TASK INSTRUCTIONS: Each entry must be printed again without a single change.

INPUT DATA:

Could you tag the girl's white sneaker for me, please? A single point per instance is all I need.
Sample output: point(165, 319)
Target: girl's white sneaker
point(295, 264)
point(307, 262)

RESULT:
Could you tag the girl's white sneaker for me, please? A single point per instance is all I need.
Sample output: point(165, 319)
Target: girl's white sneaker
point(295, 264)
point(307, 262)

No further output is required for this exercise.